STUDY MATERIAL section start

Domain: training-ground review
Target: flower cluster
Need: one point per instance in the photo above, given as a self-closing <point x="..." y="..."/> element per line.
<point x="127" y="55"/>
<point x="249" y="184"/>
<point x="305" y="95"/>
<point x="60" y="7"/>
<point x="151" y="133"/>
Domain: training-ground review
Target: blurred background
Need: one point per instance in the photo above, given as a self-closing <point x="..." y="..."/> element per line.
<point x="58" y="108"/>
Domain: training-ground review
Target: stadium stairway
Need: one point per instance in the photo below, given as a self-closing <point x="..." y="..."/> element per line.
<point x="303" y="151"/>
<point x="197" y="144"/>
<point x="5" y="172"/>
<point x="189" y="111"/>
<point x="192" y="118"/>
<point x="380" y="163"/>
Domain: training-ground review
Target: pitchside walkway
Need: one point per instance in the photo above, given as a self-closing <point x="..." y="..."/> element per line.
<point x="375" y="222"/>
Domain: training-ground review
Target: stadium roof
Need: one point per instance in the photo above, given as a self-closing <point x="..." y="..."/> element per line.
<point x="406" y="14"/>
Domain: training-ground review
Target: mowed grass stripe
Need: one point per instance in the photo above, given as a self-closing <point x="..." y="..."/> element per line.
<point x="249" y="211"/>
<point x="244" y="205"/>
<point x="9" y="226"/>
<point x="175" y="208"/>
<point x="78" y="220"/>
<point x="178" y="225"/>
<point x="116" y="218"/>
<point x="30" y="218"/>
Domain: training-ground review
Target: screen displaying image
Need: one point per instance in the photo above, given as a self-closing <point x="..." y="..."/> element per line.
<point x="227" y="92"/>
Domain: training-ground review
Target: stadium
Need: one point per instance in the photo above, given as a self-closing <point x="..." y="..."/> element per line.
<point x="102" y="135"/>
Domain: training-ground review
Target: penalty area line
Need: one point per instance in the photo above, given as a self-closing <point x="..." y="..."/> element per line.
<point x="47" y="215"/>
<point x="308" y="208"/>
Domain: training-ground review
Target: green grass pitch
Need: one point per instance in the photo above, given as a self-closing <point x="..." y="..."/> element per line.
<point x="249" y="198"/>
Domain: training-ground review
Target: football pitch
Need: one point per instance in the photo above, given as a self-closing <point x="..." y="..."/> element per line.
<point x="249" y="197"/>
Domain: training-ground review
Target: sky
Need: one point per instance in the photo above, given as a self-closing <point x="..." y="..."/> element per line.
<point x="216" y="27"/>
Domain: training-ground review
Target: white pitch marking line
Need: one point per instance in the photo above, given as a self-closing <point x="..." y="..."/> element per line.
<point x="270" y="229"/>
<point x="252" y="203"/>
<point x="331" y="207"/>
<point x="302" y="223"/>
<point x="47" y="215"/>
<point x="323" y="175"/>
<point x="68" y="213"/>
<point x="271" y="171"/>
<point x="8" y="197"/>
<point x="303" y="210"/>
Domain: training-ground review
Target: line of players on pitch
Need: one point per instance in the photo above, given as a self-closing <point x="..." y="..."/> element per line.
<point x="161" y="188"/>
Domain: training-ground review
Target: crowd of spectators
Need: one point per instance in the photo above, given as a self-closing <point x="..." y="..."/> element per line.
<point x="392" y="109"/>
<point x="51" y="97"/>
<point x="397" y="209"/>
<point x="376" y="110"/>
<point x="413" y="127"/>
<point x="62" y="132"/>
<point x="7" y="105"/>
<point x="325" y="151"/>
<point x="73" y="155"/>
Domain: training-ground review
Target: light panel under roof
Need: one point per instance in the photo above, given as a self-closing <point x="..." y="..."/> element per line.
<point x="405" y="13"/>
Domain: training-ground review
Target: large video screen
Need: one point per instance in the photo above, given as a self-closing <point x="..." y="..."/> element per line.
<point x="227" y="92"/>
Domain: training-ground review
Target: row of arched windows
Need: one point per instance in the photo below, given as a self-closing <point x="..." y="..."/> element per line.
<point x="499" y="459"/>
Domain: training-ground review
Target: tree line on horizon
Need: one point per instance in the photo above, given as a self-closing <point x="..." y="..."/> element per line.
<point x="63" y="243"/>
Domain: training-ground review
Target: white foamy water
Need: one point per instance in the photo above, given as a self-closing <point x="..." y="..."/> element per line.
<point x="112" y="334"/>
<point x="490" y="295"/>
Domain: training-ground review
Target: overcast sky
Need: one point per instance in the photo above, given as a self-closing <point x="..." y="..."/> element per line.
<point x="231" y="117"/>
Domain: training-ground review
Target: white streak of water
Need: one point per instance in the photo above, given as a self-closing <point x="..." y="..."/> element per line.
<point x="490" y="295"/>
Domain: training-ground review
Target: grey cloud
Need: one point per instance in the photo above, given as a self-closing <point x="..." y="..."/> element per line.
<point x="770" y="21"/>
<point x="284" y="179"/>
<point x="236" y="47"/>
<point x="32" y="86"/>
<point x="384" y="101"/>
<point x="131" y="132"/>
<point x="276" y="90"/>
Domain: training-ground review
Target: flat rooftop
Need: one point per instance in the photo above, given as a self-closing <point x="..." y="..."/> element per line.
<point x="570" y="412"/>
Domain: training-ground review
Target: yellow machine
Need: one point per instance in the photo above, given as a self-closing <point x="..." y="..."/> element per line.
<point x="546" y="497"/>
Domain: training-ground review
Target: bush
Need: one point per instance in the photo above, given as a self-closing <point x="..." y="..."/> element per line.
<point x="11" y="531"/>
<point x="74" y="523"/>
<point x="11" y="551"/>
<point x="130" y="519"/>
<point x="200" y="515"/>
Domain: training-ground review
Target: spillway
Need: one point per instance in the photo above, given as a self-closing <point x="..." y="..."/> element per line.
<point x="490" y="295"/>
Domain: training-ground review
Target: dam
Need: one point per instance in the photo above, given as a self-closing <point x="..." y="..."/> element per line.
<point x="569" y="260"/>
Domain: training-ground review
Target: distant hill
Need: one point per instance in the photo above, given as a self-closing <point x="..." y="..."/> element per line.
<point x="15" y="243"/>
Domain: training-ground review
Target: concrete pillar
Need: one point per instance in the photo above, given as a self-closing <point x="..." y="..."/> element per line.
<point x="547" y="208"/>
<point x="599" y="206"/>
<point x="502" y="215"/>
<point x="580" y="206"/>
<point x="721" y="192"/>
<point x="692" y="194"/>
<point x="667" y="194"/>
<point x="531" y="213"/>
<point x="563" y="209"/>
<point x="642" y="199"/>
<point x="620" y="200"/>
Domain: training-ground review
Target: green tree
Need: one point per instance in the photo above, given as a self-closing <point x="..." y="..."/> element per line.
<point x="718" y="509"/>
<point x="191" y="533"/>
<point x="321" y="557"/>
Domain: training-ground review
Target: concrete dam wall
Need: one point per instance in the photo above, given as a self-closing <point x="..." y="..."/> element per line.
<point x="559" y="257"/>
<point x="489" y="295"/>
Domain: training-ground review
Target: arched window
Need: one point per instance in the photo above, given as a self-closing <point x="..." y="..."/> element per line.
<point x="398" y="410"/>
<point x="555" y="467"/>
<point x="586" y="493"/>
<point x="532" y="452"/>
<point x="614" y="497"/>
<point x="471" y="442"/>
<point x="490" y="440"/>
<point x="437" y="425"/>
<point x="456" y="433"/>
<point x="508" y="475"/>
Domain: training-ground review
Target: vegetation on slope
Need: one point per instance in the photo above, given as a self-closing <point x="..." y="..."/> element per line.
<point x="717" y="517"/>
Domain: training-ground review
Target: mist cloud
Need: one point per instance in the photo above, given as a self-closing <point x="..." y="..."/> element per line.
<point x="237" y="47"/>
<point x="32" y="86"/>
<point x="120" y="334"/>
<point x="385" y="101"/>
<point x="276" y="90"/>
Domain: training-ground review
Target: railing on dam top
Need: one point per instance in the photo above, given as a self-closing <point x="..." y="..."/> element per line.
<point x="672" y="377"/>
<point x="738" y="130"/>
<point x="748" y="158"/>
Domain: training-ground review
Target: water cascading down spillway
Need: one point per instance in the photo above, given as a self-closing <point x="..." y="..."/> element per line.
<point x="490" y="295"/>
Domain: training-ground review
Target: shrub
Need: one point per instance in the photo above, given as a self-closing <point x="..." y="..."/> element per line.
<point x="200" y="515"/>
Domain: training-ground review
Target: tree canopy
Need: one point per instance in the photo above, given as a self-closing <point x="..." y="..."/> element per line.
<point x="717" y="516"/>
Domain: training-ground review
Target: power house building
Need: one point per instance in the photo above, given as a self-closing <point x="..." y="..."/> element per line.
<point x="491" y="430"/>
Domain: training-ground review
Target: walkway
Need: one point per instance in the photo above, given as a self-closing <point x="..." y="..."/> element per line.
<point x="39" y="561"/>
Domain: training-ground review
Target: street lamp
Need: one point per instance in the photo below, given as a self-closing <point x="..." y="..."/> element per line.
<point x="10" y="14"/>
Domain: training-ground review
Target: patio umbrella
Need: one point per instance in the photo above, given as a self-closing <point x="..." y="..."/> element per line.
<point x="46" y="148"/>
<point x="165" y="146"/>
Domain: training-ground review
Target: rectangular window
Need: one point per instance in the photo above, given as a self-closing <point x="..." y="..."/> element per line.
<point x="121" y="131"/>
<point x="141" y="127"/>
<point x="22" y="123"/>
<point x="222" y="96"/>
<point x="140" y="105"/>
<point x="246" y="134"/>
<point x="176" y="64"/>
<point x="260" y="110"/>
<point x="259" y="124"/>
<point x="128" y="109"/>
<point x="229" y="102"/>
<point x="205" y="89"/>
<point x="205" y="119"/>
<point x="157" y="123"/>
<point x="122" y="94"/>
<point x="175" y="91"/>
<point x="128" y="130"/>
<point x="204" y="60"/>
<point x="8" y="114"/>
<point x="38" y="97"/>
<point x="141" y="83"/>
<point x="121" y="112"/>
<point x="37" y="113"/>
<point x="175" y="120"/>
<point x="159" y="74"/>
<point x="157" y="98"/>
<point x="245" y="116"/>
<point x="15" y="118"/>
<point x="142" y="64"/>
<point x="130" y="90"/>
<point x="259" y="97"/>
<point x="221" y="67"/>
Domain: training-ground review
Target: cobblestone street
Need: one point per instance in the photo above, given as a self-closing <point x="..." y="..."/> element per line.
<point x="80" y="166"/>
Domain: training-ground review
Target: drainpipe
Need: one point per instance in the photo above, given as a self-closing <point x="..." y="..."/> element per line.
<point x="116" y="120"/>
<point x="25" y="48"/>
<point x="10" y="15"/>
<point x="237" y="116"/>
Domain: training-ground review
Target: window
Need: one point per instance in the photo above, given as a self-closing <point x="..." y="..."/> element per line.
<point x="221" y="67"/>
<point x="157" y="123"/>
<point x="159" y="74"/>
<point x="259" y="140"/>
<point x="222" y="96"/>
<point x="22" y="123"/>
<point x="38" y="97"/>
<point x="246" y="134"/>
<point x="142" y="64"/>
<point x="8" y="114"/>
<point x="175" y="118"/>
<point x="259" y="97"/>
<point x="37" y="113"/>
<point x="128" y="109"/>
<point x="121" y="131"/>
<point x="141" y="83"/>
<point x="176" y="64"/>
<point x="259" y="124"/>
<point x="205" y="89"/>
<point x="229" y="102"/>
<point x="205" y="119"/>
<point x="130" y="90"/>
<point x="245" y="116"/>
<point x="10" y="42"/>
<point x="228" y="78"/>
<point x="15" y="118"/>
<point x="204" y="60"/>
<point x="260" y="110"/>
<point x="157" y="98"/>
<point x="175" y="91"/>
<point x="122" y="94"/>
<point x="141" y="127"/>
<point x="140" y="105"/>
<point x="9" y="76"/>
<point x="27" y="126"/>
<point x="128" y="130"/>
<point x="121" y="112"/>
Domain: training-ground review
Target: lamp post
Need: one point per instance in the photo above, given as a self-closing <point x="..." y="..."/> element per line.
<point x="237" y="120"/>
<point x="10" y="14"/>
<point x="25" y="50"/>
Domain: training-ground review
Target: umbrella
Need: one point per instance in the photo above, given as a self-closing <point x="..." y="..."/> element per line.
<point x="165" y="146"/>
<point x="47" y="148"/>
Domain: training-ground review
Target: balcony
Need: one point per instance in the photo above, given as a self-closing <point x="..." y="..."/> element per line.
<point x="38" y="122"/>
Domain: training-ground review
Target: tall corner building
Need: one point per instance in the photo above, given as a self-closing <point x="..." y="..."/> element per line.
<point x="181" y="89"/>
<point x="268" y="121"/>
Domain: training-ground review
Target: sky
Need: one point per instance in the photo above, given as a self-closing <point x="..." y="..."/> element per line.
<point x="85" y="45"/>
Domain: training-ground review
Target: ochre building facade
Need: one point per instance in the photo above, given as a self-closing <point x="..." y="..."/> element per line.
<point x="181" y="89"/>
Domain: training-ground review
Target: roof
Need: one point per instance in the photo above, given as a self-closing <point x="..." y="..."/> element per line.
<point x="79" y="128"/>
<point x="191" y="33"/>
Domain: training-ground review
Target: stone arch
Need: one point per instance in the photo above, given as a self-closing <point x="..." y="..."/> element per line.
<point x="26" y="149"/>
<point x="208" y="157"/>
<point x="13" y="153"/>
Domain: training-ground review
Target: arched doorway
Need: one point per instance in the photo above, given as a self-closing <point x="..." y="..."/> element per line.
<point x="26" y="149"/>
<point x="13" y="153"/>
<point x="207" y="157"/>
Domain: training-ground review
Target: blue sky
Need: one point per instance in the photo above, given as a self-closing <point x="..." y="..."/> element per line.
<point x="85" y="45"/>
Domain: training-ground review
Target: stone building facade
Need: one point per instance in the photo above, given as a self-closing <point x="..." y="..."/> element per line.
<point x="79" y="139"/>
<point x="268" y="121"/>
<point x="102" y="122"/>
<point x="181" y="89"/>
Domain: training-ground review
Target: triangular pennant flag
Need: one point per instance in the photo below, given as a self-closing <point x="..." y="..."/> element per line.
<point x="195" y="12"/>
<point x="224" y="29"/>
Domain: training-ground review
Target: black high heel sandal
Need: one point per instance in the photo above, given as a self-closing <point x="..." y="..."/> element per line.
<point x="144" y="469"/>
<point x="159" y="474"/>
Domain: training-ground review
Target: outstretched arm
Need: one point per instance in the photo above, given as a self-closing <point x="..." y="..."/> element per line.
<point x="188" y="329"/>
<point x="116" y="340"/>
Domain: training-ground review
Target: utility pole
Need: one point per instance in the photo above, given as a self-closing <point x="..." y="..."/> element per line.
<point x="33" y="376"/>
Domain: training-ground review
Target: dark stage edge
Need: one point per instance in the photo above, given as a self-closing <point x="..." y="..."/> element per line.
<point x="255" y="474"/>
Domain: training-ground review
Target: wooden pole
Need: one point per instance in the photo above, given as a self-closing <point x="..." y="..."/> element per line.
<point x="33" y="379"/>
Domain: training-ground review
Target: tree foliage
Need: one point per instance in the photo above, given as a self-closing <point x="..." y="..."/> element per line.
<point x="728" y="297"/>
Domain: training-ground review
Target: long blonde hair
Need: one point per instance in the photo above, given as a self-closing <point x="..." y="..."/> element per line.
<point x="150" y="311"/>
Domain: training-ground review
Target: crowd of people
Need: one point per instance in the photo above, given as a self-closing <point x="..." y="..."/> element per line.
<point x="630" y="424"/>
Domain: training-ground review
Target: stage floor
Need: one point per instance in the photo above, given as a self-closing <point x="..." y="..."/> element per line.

STUDY MATERIAL section end

HOW TO COMPLETE THIS TASK » Using only the entries above, output the line with "Target: large video screen", the line with "Target: row of arched windows", and all lines between them, exactly as they stand.

ANSWER BOX »
Target: large video screen
Need: one point per instance in the photo above, given as a self-closing <point x="..." y="..."/> element per line.
<point x="227" y="92"/>
Domain: training-ground review
Target: row of arched windows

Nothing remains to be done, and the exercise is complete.